▶ **What the task asks**: Return each line of the material below that contains the word "planter". Matches are case-sensitive.

(Items listed in a dataset)
-- -- --

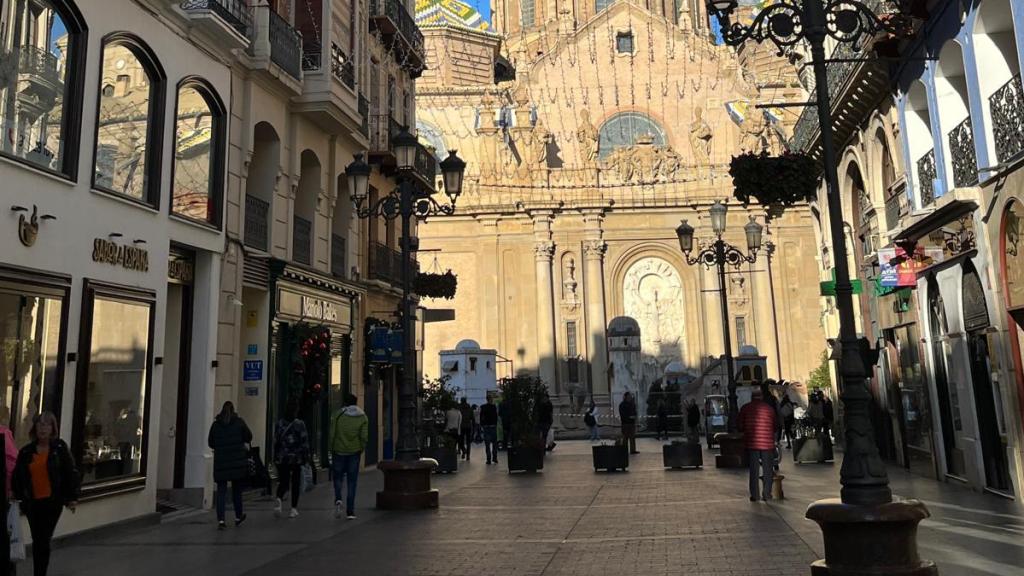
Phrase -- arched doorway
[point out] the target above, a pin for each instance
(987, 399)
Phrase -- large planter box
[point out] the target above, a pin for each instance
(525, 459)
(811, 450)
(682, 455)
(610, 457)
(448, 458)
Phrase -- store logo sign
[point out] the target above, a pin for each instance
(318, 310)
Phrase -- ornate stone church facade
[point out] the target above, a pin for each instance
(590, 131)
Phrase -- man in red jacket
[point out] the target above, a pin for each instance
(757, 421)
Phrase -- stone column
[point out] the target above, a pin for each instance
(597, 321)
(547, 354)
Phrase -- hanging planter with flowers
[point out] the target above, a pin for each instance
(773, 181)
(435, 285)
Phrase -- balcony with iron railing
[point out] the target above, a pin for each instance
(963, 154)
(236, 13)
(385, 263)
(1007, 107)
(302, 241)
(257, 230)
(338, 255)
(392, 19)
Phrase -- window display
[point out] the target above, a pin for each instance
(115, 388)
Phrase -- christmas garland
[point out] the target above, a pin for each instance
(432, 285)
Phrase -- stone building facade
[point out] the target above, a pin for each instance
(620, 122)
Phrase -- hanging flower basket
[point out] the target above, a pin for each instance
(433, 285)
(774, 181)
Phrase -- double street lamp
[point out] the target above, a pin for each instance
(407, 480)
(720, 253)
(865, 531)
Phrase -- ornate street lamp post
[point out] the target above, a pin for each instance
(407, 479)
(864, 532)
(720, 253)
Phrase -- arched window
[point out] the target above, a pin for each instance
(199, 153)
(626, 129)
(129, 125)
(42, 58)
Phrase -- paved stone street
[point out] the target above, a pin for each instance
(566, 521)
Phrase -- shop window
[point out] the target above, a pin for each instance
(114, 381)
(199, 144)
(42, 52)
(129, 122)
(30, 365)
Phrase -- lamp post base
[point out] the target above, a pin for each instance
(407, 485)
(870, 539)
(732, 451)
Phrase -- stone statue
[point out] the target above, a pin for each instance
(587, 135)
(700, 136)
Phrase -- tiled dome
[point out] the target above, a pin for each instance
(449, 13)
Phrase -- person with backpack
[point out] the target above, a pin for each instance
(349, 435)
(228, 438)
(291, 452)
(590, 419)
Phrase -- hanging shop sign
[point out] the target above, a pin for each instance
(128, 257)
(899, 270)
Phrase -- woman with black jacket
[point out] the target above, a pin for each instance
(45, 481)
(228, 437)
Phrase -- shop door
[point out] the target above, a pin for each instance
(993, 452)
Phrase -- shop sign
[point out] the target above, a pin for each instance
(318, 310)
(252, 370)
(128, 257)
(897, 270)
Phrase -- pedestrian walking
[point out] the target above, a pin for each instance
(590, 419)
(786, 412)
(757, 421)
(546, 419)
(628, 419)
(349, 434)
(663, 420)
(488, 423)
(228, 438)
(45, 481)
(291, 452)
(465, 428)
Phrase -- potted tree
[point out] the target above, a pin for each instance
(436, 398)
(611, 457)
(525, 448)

-- -- --

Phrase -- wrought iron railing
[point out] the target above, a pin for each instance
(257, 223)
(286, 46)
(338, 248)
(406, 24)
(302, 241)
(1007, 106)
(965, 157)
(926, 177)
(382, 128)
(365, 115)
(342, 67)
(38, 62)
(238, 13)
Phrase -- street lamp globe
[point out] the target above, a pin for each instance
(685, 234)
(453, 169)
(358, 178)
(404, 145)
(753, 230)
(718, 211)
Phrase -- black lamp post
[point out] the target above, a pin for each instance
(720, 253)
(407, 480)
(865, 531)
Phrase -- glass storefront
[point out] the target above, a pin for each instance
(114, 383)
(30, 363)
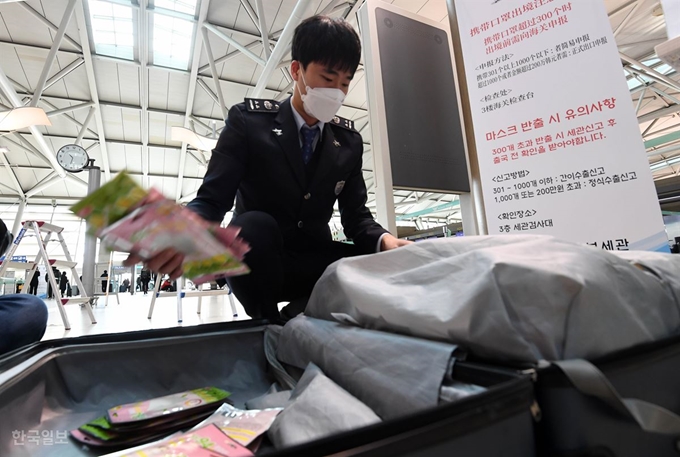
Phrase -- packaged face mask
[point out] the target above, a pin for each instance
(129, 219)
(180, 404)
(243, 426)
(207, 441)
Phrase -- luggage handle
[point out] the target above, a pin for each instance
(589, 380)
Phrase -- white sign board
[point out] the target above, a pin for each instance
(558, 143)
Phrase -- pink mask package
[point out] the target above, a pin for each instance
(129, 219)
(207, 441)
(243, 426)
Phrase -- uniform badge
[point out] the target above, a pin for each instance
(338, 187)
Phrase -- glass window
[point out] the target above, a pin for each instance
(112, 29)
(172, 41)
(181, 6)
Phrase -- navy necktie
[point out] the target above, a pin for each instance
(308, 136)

-- -- --

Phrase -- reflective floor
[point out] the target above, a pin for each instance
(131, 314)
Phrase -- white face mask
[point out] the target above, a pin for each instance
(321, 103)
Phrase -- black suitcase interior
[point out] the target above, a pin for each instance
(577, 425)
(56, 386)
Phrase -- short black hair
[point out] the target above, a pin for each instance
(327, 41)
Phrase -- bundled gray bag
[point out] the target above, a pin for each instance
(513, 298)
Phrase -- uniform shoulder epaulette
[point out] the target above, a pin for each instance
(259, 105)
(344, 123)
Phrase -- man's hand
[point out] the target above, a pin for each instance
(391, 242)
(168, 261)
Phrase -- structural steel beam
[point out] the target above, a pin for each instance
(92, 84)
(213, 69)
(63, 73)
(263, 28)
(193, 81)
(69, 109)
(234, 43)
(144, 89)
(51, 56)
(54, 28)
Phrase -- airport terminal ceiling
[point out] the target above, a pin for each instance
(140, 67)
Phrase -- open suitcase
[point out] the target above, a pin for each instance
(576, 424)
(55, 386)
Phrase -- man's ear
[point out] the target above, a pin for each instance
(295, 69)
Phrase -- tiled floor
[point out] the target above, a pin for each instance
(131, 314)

-- -- --

▶ **The result**:
Phrase -- large planter box
Phrase -- hanging planter with flowers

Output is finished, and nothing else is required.